| Extrait du texte |
------------------------------------------------
D’où ce problème philosophique : où est le soi ? Où se trouve-t-il ? Il est précisément absorbé. Car chacun est l’autre, et nul n’est soi-même. Aussi, pourrais-je toujours me revendiquer un statut d’exception, comme le font certains artistes, certains adolescents, ou quelques marginaux, entrés en guerre contre le « On », cette âpre lutte ne saurait être engagée contre le bon ennemi. Car, mon seul ennemi véritable, n’est autre que le « moi » en réalité, replié sur lui-même. Le « On » demeurant indestructible. Donc, de prime abord, et le plus souvent, « On » est. Or, cela signifie donc qu’être « soi-même » voudrait expressément dire se reprendre soi-même en échappant à cette fuite devant soi, dans la dictature du « On ».

(A suivre)

(Paru dans Les Carnets de la philosophie, n°17, juil-août-sept. 2011)



[1] Voir mon article, « La nuit de l’angoisse », Les carnets de la philosophie, n°15, jan-mars 2011.

[2] Cf. Jean Greisch, Ontologie et temporalité. Esquisse d’une interprétation intégrale de Sein und Zeit, Paris, PUF, 1994, 2003, § 29, p. 176 sq.

[3] Nous utilisons la traduction ici de E. Martineau plutôt que celle de F. Vezin qui traduit par « disposibilité » ; or le terme Befindlichkeit reflète l’affectivité générique du Dasein, c’est-à-dire en tant que structure ontologique la condition de transcendantale possibilité de la joie ou de la tristesse, de la peur, de l’horreur, de l’effroi, du courage, du dégoût, du ressentiment, de la frustration ou de l’ennui. Or, d’une part, ces sentiments tiennent plus chez Heidegger de la situation affective, - même s’il ne cherche pas à établir une cartographie de l’affectivité -, que de la disposibilité, d’autre part, l’angoisse elle-même est souvent considérée comme une Grundbefindlichkeit c’est-à-dire une situation affective fondamentale. Aussi, tout l’enjeu du phénomène de l’affectivité pour Heidegger réside dans le pouvoir révélateur de certaines dispositions affectives.

[4] Martin Heidegger, Etre et temps, Paris, Gallimard, 1986, trad. F. Vezin et hors-commerce, de E. Martineau, Authentica, 1985, (SZ), § 12.
------------------------------------------------
| Données fournies |
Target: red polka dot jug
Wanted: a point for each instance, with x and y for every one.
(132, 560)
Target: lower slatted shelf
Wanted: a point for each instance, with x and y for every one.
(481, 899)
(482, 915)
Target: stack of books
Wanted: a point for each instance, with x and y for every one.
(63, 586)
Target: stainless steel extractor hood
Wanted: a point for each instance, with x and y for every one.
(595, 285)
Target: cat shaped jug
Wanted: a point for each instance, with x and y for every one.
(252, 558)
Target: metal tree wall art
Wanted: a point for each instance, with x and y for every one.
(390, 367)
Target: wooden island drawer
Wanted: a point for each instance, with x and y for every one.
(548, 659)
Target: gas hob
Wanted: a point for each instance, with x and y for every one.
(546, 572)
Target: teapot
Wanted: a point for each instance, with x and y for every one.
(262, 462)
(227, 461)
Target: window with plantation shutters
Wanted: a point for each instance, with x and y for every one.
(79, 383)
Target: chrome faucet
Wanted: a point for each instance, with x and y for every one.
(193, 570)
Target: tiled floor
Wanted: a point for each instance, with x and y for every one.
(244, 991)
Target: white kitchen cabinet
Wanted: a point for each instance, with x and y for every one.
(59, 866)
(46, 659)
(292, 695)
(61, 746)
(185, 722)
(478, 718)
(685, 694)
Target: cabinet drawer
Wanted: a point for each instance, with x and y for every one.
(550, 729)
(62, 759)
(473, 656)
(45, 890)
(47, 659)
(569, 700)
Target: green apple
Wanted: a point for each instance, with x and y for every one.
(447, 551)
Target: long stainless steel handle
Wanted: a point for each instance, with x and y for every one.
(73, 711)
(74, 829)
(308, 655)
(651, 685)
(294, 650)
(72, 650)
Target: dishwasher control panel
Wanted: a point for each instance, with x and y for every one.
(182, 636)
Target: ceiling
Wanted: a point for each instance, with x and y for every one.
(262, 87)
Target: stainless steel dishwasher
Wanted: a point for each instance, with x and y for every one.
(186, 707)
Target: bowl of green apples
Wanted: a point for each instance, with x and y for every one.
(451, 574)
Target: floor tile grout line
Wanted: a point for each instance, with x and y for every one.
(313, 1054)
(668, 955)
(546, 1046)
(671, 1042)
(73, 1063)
------------------------------------------------
| Objectifs |
1/ D'après le texte sur le « On », quel est le seul ennemi véritable ?
2/ Recopiez le passage du texte sur le « On » qui va de « (Paru dans Les » à « n°15, jan-mars 2011. ».
3/ Rédigez la suite du texte sur le « On ».

| Réponses aux exercices |
1/ Le « moi », replié sur lui-même.

2/
(Paru dans Les Carnets de la philosophie, n°17, juil-août-sept. 2011)



[1] Voir mon article, « La nuit de l’angoisse », Les carnets de la philosophie, n°15, jan-mars 2011.

3/
[5]« L’étant qui est sur le mode de l’existence est l’homme. L’homme seul existe. Le rocher est, mais il n’existe pas. L’arbre est, mais il n’existe pas. Le cheval est, mais il n’existe pas. La proposition : « L’homme seul existe » ne signifie nullement que seul l’homme soit un étant réel et que tout le reste de l’étant soit irréel et seulement une apparence ou la représentation de l’homme. La proposition : « L’homme existe » signifie : l’homme est cet étant dont l’être est signalé dans l’Être, à partir de l’Être, par l’in-stance maintenue ouverte dans le décèlement de l’Être. »

M. Heidegger, Was ist Metaphysik? (WM), trad. Henry Corbin, et R. Munier pour l’Introduction et la Postface, Paris, Gallimard, 1938, p. 35, trad. H. Corbin.

[6] SZ, § 12, (54), trad. E. Martineau.

[7] Idem.

[8] Mais encore celui de la science ou de l’art. Ça n’est néanmoins pas notre propos ici

[9] Cf. SZ, 134-5., § 40. De Waelhens traduit ce terme par « sentiment de la situation », Martineau par « affection », et Zarader se propose de traduire par « sentiment de se trouver là », (cf. M. Zarader, La Patience de Némésis, Chatou, Les Editions de la Transparence, 2010, p. 150, note 2.)

[10] La déchéance (Verfallen) n’est pas une « dégradation d’être » depuis un mode supérieur, mais le mode sur lequel le Dasein est quotidiennement au monde.

[11] Ce terme ne doit en aucune manière être entendu selon une signification négative, ou théologique comme le seraient les termes de « chute » ou de « défaut ».

[12] SZ, § 5, § 9, § 11.

[13] G. Steiner traduit par « Ils » in Martin Heidegger, Paris, « Champs essai », Flammarion, 1981. Une traduction qui nous semble impropre, dans la mesure où le mot allemand Man employé par Heidegger exprime le caractère proprement impersonnel et abstrait que le « On » fait parfaitement ressortir.

[14] Une « inauthenticité » qu’il s’agit moins de comprendre comme un « ne plus être au monde » qu’une fascination par le « monde » et par l’être – avec des autres au sein du « On ».

[15] SZ, § 35, (170), trad. F. Vezin.

[16] L’expression est de M. Zarader, op. cit., p. 152,

[17] G. Steiner accuse cette traduction du mot allemand Überantwortung d’être « boiteuse », « avec sa claire connotation d’une « responsabilité envers ce à quoi nous sommes livrés » - à une actualité, à un « là », à une présence complète et enveloppante. » op. cit., p. 117.

[18] SZ, § 15, (67), trad. F. Vezin.

[19] Que Vezin traduit par le néologisme « util ». On peut également traduire par « outil ».

[20] Il ne s’agit pas ici d’interpréter le qualificatif de « médiocrité » sous un angle moral, mais tel que Vezin le traduit par « l’être-dans-la-moyenne ».

[21] J. Greisch, op. cit., p. 148.

[22] SZ, §22, (102), trad. F. Vezin.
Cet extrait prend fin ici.